*PROBLEM DETAILS*. Reproduce the data exactly. Omit no record.

(Region pointing data)
○ ○ ○ ○ ○ ○ ○

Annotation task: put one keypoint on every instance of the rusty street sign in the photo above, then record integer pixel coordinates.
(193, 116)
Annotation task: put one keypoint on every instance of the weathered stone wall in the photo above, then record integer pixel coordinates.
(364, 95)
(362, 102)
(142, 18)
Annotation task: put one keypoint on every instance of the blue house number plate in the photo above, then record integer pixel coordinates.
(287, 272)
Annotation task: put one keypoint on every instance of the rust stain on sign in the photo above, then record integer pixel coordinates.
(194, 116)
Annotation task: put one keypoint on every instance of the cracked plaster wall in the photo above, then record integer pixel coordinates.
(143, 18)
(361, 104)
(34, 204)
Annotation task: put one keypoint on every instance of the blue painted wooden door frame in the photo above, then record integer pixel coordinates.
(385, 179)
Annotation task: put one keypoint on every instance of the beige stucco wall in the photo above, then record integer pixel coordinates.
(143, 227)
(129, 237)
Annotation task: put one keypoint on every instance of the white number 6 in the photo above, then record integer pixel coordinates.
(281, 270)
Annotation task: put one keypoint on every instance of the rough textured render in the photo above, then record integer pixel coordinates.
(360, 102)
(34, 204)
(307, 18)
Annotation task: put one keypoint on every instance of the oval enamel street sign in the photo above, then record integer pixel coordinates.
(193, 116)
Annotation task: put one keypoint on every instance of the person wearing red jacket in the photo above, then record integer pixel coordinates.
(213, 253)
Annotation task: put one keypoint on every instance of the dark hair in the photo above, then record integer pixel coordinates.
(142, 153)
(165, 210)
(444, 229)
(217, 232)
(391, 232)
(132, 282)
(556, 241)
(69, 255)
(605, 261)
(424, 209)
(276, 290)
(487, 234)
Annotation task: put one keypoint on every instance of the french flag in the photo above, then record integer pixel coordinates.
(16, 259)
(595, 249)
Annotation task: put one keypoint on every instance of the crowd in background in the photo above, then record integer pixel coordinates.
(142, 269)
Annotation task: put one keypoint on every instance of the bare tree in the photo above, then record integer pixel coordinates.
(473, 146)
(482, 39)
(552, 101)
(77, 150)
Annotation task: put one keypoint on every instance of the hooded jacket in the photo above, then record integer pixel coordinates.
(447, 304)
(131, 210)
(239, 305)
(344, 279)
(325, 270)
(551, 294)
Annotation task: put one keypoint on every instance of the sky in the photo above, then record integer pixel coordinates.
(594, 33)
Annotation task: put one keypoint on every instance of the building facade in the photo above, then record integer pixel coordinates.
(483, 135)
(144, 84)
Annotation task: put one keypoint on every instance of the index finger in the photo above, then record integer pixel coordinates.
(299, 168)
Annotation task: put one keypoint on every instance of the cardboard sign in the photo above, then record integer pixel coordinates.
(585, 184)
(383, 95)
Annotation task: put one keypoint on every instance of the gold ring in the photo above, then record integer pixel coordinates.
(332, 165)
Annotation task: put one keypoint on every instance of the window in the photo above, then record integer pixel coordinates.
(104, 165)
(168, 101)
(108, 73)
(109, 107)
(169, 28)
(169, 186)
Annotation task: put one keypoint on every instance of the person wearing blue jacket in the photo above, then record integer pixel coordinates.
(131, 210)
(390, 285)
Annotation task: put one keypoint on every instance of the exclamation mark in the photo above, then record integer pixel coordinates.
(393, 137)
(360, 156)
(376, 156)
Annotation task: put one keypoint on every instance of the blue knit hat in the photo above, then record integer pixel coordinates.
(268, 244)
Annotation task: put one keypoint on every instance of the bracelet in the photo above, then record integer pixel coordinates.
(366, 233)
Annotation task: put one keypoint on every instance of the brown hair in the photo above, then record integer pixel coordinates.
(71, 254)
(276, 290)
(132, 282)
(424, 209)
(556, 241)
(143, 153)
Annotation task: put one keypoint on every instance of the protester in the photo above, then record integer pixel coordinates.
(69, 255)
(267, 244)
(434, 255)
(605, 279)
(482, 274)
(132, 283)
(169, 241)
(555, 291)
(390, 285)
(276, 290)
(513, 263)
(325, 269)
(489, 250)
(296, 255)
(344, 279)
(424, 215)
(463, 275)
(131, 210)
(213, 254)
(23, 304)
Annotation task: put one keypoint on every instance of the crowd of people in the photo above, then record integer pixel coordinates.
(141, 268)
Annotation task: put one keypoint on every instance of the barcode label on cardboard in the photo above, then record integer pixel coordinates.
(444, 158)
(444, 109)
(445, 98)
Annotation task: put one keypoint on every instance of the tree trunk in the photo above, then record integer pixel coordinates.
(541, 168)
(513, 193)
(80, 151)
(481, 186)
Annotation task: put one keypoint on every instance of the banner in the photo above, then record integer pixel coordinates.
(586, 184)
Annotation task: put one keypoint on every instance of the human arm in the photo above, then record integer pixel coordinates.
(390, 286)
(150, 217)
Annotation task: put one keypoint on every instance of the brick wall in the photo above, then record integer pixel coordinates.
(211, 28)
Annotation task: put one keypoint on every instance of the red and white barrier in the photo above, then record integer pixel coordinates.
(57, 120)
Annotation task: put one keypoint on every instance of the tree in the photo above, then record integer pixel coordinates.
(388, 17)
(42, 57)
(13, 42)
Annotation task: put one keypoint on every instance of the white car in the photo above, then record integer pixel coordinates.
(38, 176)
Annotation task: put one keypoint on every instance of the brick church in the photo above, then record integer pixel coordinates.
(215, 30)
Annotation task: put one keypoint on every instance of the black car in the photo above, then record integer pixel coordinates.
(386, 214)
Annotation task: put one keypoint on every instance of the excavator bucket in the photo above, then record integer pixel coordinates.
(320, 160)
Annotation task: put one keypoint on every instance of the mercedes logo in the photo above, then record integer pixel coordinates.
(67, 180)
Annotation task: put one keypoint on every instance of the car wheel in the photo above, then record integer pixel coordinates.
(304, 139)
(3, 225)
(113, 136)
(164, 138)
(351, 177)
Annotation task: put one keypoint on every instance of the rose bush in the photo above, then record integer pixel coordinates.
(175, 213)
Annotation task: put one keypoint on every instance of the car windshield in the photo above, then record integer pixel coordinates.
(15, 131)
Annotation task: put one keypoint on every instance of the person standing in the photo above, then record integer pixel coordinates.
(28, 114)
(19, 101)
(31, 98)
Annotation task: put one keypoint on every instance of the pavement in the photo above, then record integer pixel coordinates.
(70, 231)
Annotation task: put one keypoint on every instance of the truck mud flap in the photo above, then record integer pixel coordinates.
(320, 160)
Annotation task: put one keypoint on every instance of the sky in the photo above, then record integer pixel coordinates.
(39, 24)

○ ○ ○ ○ ○ ○ ○

*RESPONSE TO THIS TASK*.
Annotation task: put one keypoint on every instance of the rusty street sign in the photo above, then record integer pixel coordinates.
(193, 116)
Annotation task: put one keypoint on every instance of the weathered stone wall in the photo above, then record integer pixel coordinates.
(364, 95)
(362, 102)
(142, 18)
Annotation task: put one keypoint on every instance of the blue house number plate in the photo above, then record integer pixel coordinates.
(287, 272)
Annotation task: put one keypoint on every instance of the rust stain on sign in the photo above, then record integer pixel coordinates.
(194, 116)
Annotation task: put one keypoint on every instance of the cracked plaster wall in the photo above, then record integer pixel coordinates.
(143, 18)
(361, 104)
(34, 204)
Annotation task: put one keypoint on every instance of the blue painted wooden door frame in the photo above, then record integer pixel coordinates.
(385, 179)
Annotation task: put one keypoint on every instance of the beige stucco wall in the photo above, then record integer pixel coordinates.
(143, 227)
(129, 237)
Annotation task: put one keypoint on every instance of the white number 6 in the photo above, then record integer pixel coordinates.
(281, 270)
Annotation task: put one keypoint on every instance of the rough textured render in the photo above, then record integer pixel coordinates.
(360, 102)
(34, 204)
(307, 18)
Annotation task: put one keypoint on every instance of the oval enamel street sign in the photo above, then record integer pixel coordinates.
(193, 116)
Annotation task: put one keypoint on every instance of the person wearing red jacket in the photo above, then record integer pixel coordinates.
(213, 253)
Annotation task: put one keypoint on every instance of the dark hair in the photo above, then record integer pixel coordinates.
(142, 153)
(165, 210)
(444, 229)
(217, 232)
(391, 232)
(132, 282)
(556, 241)
(69, 255)
(605, 261)
(424, 209)
(276, 290)
(487, 234)
Annotation task: put one keypoint on every instance of the french flag in the photo above, then record integer pixel coordinates.
(16, 259)
(595, 249)
Annotation task: put one keypoint on every instance of the crowd in background in the photo above, then record integer pixel coordinates.
(142, 269)
Annotation task: put one keypoint on every instance of the bare tree in the photo above, then record integer pixel coordinates.
(473, 146)
(482, 39)
(552, 101)
(77, 150)
Annotation task: put one keypoint on every instance of the hooded jacket in the photo above, then record integer pixel coordinates.
(447, 304)
(131, 210)
(239, 305)
(344, 279)
(325, 270)
(551, 294)
Annotation task: put one keypoint on every instance of the sky in the photo above, then record integer pixel coordinates.
(594, 33)
Annotation task: put one keypoint on every instance of the building facade in the photo above, then record integer pixel coordinates.
(483, 135)
(144, 84)
Annotation task: put one keypoint on every instance of the index finger in the photo above, then record integer pixel coordinates.
(299, 168)
Annotation task: put one keypoint on every instance of the cardboard sign in the photo above, then record integer pixel coordinates.
(585, 184)
(383, 95)
Annotation task: put one keypoint on every instance of the gold ring in the photo above, then record integer pixel coordinates.
(332, 165)
Annotation task: put one keypoint on every instance of the window in the photo above, then record integer pixel coordinates.
(104, 165)
(168, 101)
(108, 73)
(109, 107)
(169, 28)
(169, 186)
Annotation task: put one keypoint on every instance of the person wearing blue jacket in the photo above, then record integer pixel coordinates.
(131, 210)
(390, 285)
Annotation task: put one keypoint on every instance of the exclamation mark in the photo above, then record integer pixel coordinates.
(393, 137)
(360, 156)
(376, 156)
Annotation task: put one keypoint on every instance of the blue knit hat in the photo above, then record integer pixel coordinates.
(268, 244)
Annotation task: put one keypoint on every instance of the bracelet in the photo above, then record integer pixel coordinates.
(366, 233)
Annotation task: put one keypoint on every instance of the brown hair in the photo above, then record integer pixel coordinates.
(71, 254)
(276, 290)
(132, 282)
(424, 209)
(556, 241)
(143, 153)
Annotation task: put one keypoint on every instance of the protester in the photo above, then record integer pixel coordinates.
(69, 255)
(267, 244)
(434, 255)
(605, 279)
(482, 274)
(132, 283)
(169, 241)
(555, 291)
(390, 285)
(276, 290)
(513, 263)
(325, 269)
(489, 250)
(296, 255)
(344, 279)
(424, 215)
(463, 275)
(131, 210)
(213, 254)
(23, 304)
Annotation task: put one keypoint on every instance of the crowd of people in the photo above, then record integer pixel coordinates.
(141, 268)
Annotation task: put one keypoint on every instance of the barcode label on cardboard in the photo above, then record integer pixel coordinates.
(444, 158)
(444, 109)
(445, 98)
Annotation task: put one keypoint on every instance of the tree trunk in the photo above, then record integer pixel coordinates.
(541, 168)
(513, 193)
(80, 151)
(481, 186)
Annotation task: put one keypoint on every instance of the banner in the photo above, then record integer pixel coordinates.
(586, 184)
Annotation task: put one keypoint on every instance of the human arm in the photo above, then record integer pixel coordinates.
(390, 286)
(150, 217)
Annotation task: put one keypoint on every instance of the brick wall in the photo above, then record integer pixel coordinates.
(211, 28)
Annotation task: put one keypoint on every instance of the red and white barrier in the photo above, then record integer pixel coordinates.
(57, 120)
Annotation task: put one keypoint on every instance of the tree in the photo above, then record integer pixel coordinates.
(388, 17)
(42, 57)
(13, 42)
Annotation task: put one keypoint on every instance of the white car in the photo above, then record integer pixel coordinates.
(38, 176)
Annotation task: put one keypoint on every instance of the brick church in the photo above, then record integer pixel coordinates.
(215, 30)
Annotation task: put one keypoint on every instance of the black car in the photo above, then record integer pixel coordinates.
(386, 214)
Annotation task: put one keypoint on every instance of the excavator bucket in the photo above, then record integer pixel coordinates.
(320, 160)
Annotation task: put one keypoint on every instance of the mercedes logo in the photo above, then record integer pixel coordinates.
(67, 180)
Annotation task: put one keypoint on every instance of the car wheel in the photo above, then record integer pixel coordinates.
(304, 139)
(3, 225)
(113, 136)
(164, 138)
(351, 177)
Annotation task: put one keypoint on every instance of the rose bush in the photo above, then record integer pixel coordinates.
(175, 213)
Annotation task: put one keypoint on every instance of the car windshield in the photo above, then record integer pixel coordinates.
(15, 131)
Annotation task: put one keypoint on every instance of the person standing in the photo above, then record integer pixel coordinates.
(28, 114)
(19, 101)
(31, 98)
Annotation task: put one keypoint on every instance of the pavement in the photo above, then record integer pixel coordinates.
(70, 231)
Annotation task: put one keypoint on every instance of the truck mud flap in the photo above, then record integer pixel coordinates.
(320, 160)
Annotation task: put one keypoint on every instance of the sky in the photo above, then record integer pixel coordinates.
(39, 24)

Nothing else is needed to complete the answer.